======== AVAILABLE RECORDS

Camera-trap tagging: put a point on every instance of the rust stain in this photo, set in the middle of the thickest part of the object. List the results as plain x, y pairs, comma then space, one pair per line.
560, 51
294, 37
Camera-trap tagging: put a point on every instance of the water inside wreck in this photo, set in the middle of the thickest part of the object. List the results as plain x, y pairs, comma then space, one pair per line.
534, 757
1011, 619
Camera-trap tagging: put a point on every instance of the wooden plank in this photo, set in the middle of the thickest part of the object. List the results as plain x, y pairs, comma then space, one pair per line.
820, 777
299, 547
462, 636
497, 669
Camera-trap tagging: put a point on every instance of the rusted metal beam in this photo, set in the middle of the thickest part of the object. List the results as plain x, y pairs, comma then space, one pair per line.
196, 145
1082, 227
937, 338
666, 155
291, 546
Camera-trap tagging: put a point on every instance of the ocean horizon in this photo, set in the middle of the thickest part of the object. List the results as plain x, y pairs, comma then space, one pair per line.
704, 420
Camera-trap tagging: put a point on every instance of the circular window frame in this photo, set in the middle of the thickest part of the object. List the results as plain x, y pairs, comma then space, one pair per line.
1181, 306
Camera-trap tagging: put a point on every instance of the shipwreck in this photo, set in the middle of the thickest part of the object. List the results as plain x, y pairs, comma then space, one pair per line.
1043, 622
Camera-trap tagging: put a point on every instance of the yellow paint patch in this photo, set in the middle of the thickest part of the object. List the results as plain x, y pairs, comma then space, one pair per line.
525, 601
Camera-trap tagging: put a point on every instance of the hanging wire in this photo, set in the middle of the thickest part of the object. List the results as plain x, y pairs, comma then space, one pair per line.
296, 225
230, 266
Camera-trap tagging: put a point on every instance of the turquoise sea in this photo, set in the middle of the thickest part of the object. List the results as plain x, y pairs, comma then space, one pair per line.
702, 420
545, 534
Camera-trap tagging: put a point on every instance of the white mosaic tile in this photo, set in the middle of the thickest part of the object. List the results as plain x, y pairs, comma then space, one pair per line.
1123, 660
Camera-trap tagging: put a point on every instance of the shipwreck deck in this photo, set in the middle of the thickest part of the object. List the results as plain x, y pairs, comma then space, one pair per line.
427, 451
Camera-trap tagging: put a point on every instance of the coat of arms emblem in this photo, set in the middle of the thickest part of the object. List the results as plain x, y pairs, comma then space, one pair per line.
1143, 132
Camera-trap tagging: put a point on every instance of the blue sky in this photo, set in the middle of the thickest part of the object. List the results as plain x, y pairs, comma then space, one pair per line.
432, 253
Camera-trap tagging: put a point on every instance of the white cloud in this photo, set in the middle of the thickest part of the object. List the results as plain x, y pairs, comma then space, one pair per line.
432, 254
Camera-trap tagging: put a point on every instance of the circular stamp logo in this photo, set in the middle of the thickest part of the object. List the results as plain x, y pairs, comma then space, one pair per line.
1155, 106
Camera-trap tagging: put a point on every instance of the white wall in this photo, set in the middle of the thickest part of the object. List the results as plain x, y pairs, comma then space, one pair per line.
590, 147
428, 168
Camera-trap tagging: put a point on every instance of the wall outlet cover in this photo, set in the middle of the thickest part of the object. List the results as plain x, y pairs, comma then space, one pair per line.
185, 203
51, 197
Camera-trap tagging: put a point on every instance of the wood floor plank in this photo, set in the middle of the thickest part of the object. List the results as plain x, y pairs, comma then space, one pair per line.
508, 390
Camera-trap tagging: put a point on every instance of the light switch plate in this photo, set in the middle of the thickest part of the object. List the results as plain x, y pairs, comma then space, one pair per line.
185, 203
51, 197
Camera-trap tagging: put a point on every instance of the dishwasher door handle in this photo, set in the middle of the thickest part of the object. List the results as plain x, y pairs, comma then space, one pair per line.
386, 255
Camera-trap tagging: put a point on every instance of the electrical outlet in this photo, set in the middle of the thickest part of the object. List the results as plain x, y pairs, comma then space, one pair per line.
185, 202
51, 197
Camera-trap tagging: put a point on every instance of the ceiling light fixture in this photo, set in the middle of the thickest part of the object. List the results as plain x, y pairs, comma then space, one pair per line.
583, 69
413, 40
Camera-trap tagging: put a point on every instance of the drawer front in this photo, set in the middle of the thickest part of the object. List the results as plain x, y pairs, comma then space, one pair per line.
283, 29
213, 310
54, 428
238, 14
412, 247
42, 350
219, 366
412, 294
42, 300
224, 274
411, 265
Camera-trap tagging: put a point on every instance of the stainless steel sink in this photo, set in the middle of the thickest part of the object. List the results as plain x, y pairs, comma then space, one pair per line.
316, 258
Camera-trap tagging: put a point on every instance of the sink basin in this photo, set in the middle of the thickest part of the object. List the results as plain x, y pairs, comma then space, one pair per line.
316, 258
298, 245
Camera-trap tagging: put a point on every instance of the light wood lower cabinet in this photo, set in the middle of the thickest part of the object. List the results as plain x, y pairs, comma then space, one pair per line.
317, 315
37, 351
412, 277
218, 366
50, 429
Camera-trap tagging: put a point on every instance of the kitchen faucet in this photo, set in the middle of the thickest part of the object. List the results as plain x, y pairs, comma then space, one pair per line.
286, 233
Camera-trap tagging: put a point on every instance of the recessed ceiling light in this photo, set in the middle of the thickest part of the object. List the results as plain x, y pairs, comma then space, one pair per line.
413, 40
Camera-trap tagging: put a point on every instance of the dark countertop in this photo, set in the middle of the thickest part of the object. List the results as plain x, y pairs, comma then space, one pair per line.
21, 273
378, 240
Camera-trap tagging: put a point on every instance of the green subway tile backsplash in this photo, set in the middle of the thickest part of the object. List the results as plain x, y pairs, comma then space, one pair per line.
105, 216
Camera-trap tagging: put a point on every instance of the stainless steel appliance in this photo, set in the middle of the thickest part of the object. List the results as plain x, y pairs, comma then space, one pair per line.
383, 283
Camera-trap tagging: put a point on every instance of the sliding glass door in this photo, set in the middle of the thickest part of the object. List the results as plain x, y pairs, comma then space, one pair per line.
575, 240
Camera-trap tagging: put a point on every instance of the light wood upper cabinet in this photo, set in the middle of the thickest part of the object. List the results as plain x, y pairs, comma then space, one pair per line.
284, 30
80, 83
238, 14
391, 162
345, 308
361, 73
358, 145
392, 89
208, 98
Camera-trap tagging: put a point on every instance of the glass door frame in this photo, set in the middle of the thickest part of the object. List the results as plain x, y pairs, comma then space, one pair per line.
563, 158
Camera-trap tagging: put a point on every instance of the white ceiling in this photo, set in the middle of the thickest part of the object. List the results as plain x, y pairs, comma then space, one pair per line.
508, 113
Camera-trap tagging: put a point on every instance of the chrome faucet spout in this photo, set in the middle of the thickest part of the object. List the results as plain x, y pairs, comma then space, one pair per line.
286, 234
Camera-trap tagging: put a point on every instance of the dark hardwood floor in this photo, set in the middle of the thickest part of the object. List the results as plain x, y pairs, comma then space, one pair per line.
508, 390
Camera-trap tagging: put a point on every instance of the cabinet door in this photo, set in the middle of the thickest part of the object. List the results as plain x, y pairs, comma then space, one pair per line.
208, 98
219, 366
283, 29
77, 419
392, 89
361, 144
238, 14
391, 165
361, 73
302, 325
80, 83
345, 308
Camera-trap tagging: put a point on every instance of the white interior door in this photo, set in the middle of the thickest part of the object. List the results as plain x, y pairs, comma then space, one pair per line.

================

## YOUR TASK:
Your answer must be the full listing above, reproduced exactly.

## EXPECTED ANSWER:
Camera-trap tagging: put a point on every instance of the rust stain in this photo, set in the middle of the thickest part of the object. List the results as plain x, y pairs, comma then space, one pair per line.
560, 51
294, 37
Camera-trap tagging: put a point on every instance of the water inside wreck in this photo, set in the middle of the thickest part of the object. List the results as plain x, y pairs, comma then space, one pair per line.
534, 757
1011, 619
Camera-trap tagging: put a point on every instance of the wooden plank in this photo, set in the middle of the thickest part of the object. List the results as plain x, y pairs, comma then space, one pair per line.
820, 777
299, 547
462, 636
497, 669
Camera-trap tagging: put a point on every instance of the rusted metal beam in this photo, set in the middle of the thickest part of the object. List the results as plain x, y pairs, comma then space, one pair per line.
196, 145
1082, 227
937, 338
666, 155
291, 546
Camera-trap tagging: put a point on every instance of the ocean horizon in this photo, set in the middle of the thickest part of the object. List the results as plain x, y pairs, comma then space, one pair per line.
704, 420
Camera-trap tagging: put a point on every instance of the circular window frame in this photo, set in the middle of the thickest part of the object. List the results as plain x, y pairs, comma then space, one pair per line.
1181, 306
Camera-trap tagging: put a point on every instance of the shipwreck in this photo, set in the middle of the thickest part of the object. List the results as plain x, y pairs, comma then space, one pair per line.
1043, 622
Camera-trap tagging: put a point on every instance of the yellow paint patch in this photo, set in the middle of the thickest part of the object. List the results as plain x, y pairs, comma then space, one pair per line.
525, 601
Camera-trap tagging: put a point on every instance of the hanging wire in this photo, set in the middle of the thickest part of the object. List the results as plain x, y pairs, comma then space, one pair per line.
296, 225
230, 266
Camera-trap tagging: put a point on every instance of the turquoise sea in this photo, set in the middle of the thickest part of the object. List the results as plain x, y pairs, comma then space, one pair per line.
702, 420
545, 534
Camera-trap tagging: put a point on every instance of the white mosaic tile in this photo, set in the middle of the thickest part of the object. List the results as plain x, y pairs, comma then space, one pair per line.
1123, 660
Camera-trap tagging: put a point on every instance of the shipwreck deck in this photo, set in the middle of the thickest part of the object. List the results as plain x, y pairs, comma then space, one pair per line.
427, 451
Camera-trap tagging: put a point on every instance of the coat of arms emblem in this photo, set in the middle of the thickest part of the object. List the results as plain x, y pairs, comma then space, one pair per line.
1143, 132
Camera-trap tagging: put a point on every instance of the blue sky in this photo, set in the middle of the thickest part of the object. List the results as plain x, y pairs, comma then space, one pair per line.
432, 253
Camera-trap tagging: put a point on every instance of the white cloud in this photo, set in the middle of the thickest part of the object. List the results as plain x, y pairs, comma then space, one pair per line.
432, 254
Camera-trap tagging: put a point on every instance of the circular stamp logo in this photo, set in the middle of the thickest part of the object. List the results as plain x, y pairs, comma then space, one pair per line.
1155, 106
Camera-trap tagging: put a point on every instance of the white wall in this photo, set in the middle of the thickest part of the object. List the results as plain x, y pairs, comma then space, one pair per line.
590, 147
428, 168
Camera-trap tagging: put a point on every instance of the wall outlet cover in this photo, set in the middle of the thickest part of the object. List the results as plain x, y pairs, comma then space, one pair per line.
185, 203
51, 197
Camera-trap tagging: put a point on every instance of the wood floor plank in this photo, set in the middle of the thickest part of the object. List the results as plain x, y pairs, comma then space, one pair per line.
508, 390
Camera-trap tagging: put a point on every instance of the light switch plate in this photo, set in the middle of the thickest part of the object. List the results as plain x, y pairs, comma then space, one pair per line.
185, 203
51, 197
Camera-trap tagging: put a point on every instance of the dishwasher door handle in this photo, set in the middle of the thickest part of the object. List the results as plain x, y pairs, comma then space, one pair per line.
386, 255
Camera-trap tagging: put a point on every instance of the electrical outlet in this photo, set in the middle of the thickest part of the object. List the results as plain x, y pairs, comma then space, one pair per line.
185, 202
51, 197
Camera-trap tagging: put a point on every instance of the ceiling light fixture in this photo, set in the middle of the thickest part of the object. List the results as plain x, y pairs, comma then space, one pair per line.
583, 69
413, 40
Camera-trap tagging: put a point on every instance of the drawer front in this photo, set in the middle of the thickest part of the object. List the results as plain x, y pairs, comma then space, one pair per line.
283, 29
213, 310
54, 428
238, 14
412, 247
42, 350
219, 366
412, 294
42, 300
224, 274
411, 265
Camera-trap tagging: put a point on every instance of the stainless steel sink in this photo, set in the middle of the thickest part of the object. List the results as plain x, y pairs, comma then space, one pair per line.
316, 258
Camera-trap tagging: put a point on every instance of the sink basin in this photo, set in the middle of the thickest part of the object. List the results as plain x, y pairs, comma then space, one pair per line.
316, 258
298, 245
Camera-trap tagging: put a point on every instance of the light wood lower cabinet in this photo, set in the middle of the thickest part of the object. List the results as plain x, y pairs, comma then space, one pair per line.
317, 315
37, 351
412, 277
218, 366
50, 429
Camera-trap tagging: put a point on every instance of the kitchen faucet in this photo, set in the middle of the thickest part of the object. List the results as plain x, y pairs, comma then space, one pair per line.
286, 233
Camera-trap tagging: put a point on every instance of the recessed ceiling light in this photo, set in the middle of the thickest part of the object. List the results as plain x, y pairs, comma then space, one pair per line.
413, 40
Camera-trap tagging: put a point on every instance of the dark countertop in this photo, set in the middle of the thickest part of the object. List the results as plain x, y pairs, comma then space, one pair per line.
21, 273
378, 240
Camera-trap tagging: put a point on every instance of the green subway tile backsplash in this photo, set in the middle of the thickest part of the object. List the results as plain x, y pairs, comma then space, one pair per line.
105, 216
Camera-trap tagging: put a point on every instance of the stainless steel appliance in this photo, set in the middle of the thickest part of the object. List the results as plain x, y pairs, comma then space, one pair per line.
383, 283
Camera-trap tagging: put a point on every instance of the sliding glass door in this photo, set in the middle of the thickest part of the object. List the results as plain x, y pairs, comma then space, one pair per line.
575, 240
Camera-trap tagging: put a point on every instance of the light wood upper cabinet in this photo, set in the middle of the thickest part of the object. List the results as plain x, y pairs, comma then space, one pair per line.
284, 30
80, 83
238, 14
391, 162
345, 308
361, 73
358, 145
392, 89
208, 98
Camera-trap tagging: put a point on every instance of the glass door frame in this photo, set in the middle of the thickest part of the object. List the results as plain x, y pairs, comma then space, one pair per line.
563, 158
Camera-trap tagging: put a point on every instance of the white ceiling in this photo, set in the middle of the thickest part of the object. List the results as plain x, y pairs, comma then space, one pair per line.
508, 113
Camera-trap tagging: put a point on every instance of the chrome faucet spout in this photo, set in the middle of the thickest part of the object. List the results as plain x, y pairs, comma then space, one pair per line.
286, 234
Camera-trap tagging: put a point on every instance of the dark hardwood floor in this photo, set in the middle of the thickest part of the object. List the results as plain x, y pairs, comma then space, one pair per line.
508, 390
Camera-trap tagging: put a point on every instance of the cabinet door in this photo, set in the middle of the thickest part of the object. List the results as plain x, y pairs, comma then space, one pair per line.
208, 98
219, 366
283, 29
77, 419
392, 89
361, 144
238, 14
391, 165
361, 73
302, 325
80, 83
345, 308
Camera-trap tagging: put a point on every instance of the white interior door in this photo, set in the middle of the thickest part of the object. List the results as plain x, y pairs, comma then space, one pair per line.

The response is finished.